__What needs to be done__: Retype only what runs from the line that contains "Find the green grass" through the last line of the listing below, both lines included.

#### Material provided ####

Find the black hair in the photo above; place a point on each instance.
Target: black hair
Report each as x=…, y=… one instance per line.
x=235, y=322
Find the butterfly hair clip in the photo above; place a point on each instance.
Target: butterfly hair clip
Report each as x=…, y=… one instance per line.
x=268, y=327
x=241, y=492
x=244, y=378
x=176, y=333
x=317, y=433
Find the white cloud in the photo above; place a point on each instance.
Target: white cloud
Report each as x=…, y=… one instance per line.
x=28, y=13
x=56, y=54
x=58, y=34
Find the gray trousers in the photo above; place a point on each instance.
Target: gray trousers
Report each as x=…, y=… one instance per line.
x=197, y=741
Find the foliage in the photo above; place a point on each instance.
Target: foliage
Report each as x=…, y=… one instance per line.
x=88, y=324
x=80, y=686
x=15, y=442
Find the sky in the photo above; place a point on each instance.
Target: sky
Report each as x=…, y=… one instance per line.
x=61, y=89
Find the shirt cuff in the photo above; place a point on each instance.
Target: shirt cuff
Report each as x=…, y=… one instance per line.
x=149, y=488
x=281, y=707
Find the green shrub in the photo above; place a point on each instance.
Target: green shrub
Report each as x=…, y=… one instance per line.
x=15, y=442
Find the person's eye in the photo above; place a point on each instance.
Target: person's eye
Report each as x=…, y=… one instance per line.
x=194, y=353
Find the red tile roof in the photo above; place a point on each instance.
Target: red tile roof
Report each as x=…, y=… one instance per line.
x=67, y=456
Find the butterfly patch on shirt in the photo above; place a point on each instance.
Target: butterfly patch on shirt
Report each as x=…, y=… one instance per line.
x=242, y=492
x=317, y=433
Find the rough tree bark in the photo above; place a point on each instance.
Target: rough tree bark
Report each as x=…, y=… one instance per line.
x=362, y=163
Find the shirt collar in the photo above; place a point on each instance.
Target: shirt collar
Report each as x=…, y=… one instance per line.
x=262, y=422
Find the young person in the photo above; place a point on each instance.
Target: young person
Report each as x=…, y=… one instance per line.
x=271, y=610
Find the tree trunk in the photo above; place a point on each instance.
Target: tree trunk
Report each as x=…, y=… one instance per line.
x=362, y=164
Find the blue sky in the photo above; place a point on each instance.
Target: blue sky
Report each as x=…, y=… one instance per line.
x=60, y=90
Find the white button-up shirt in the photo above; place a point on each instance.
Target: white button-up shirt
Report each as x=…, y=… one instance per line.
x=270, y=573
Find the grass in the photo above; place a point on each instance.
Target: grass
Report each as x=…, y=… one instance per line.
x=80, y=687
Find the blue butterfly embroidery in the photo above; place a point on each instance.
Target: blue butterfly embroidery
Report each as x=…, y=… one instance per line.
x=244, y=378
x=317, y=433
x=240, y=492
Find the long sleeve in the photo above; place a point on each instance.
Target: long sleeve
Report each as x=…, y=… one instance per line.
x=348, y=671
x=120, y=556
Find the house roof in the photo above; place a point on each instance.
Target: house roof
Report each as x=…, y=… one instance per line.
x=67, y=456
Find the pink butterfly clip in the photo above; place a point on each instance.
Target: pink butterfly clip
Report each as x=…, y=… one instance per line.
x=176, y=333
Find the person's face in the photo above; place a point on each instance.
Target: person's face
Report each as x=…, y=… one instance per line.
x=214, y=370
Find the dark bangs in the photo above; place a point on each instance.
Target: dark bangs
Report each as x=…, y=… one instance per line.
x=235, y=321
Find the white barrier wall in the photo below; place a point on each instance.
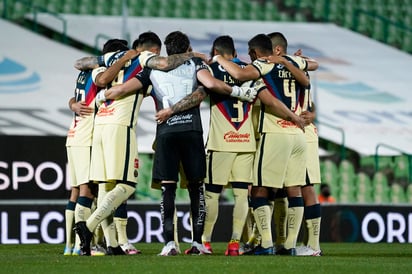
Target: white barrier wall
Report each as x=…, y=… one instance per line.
x=361, y=86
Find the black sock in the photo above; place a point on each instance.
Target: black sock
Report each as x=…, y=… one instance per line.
x=197, y=209
x=167, y=210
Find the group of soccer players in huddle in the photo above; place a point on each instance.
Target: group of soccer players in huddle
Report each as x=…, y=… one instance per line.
x=261, y=142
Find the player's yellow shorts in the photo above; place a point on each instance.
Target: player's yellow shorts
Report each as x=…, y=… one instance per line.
x=79, y=164
x=224, y=167
x=280, y=160
x=114, y=154
x=312, y=166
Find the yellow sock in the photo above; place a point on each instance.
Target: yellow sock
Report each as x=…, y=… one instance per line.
x=240, y=212
x=248, y=228
x=212, y=211
x=69, y=219
x=294, y=220
x=263, y=218
x=98, y=236
x=313, y=226
x=280, y=207
x=109, y=231
x=82, y=213
x=121, y=228
x=108, y=204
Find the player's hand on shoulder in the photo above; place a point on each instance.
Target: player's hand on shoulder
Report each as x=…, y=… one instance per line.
x=163, y=114
x=202, y=56
x=308, y=116
x=82, y=109
x=244, y=93
x=300, y=122
x=100, y=97
x=131, y=53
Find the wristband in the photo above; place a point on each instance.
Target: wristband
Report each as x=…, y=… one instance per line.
x=214, y=59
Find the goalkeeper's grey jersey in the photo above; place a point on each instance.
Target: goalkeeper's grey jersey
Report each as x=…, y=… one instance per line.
x=172, y=86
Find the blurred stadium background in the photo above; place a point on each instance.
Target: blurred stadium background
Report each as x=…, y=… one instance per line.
x=383, y=175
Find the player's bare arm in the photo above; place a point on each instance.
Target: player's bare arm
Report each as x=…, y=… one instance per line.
x=299, y=75
x=172, y=61
x=129, y=87
x=80, y=108
x=188, y=102
x=312, y=63
x=243, y=93
x=85, y=63
x=104, y=78
x=243, y=74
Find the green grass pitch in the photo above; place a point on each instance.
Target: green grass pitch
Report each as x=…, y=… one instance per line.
x=348, y=258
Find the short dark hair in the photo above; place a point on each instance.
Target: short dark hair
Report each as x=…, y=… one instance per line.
x=278, y=39
x=147, y=40
x=176, y=42
x=224, y=44
x=114, y=45
x=262, y=43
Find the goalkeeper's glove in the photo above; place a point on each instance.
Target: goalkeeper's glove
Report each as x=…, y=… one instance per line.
x=100, y=97
x=244, y=93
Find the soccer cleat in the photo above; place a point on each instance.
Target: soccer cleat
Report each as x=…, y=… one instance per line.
x=115, y=251
x=247, y=249
x=197, y=249
x=97, y=250
x=259, y=250
x=208, y=246
x=169, y=249
x=286, y=252
x=67, y=251
x=307, y=251
x=232, y=248
x=129, y=249
x=76, y=252
x=85, y=238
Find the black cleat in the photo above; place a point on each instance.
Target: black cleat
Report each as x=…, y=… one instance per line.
x=85, y=238
x=286, y=252
x=114, y=251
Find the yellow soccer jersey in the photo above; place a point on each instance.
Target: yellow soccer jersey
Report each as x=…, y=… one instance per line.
x=81, y=128
x=231, y=125
x=124, y=110
x=282, y=84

####

__Full response__:
Find the green grass pitch in the photo above; place a point on each instance.
Target: green grass pitch
Report each as x=…, y=… one instance per line.
x=348, y=258
Find the short dark hair in the photo above; place a point on each instance.
Target: short dark hair
Report each as x=…, y=… one instance per line.
x=278, y=39
x=147, y=40
x=176, y=42
x=224, y=44
x=114, y=45
x=262, y=43
Find the goalkeeper's glove in the photo above; place a point on each instance.
Target: goalkeeper's glove
Report each as x=…, y=… one instance per line.
x=100, y=97
x=244, y=93
Find the soccer cleat in the photo above; place a point on each instance.
Target: soccer cleat
Report each as x=…, y=… one instance per line.
x=115, y=251
x=247, y=249
x=197, y=249
x=97, y=250
x=259, y=250
x=208, y=246
x=169, y=249
x=286, y=252
x=67, y=251
x=307, y=251
x=232, y=248
x=129, y=249
x=76, y=252
x=85, y=238
Find the black cleat in the photo above; place a point on each instance.
Target: black cleat
Report each as x=…, y=… one instance per line.
x=85, y=238
x=286, y=252
x=114, y=251
Find the yellow soccer jersey in the photo above; place a point on each instance.
Target: yellow soccer jersey
Report each as x=…, y=… one instance per line.
x=81, y=128
x=231, y=125
x=124, y=110
x=282, y=84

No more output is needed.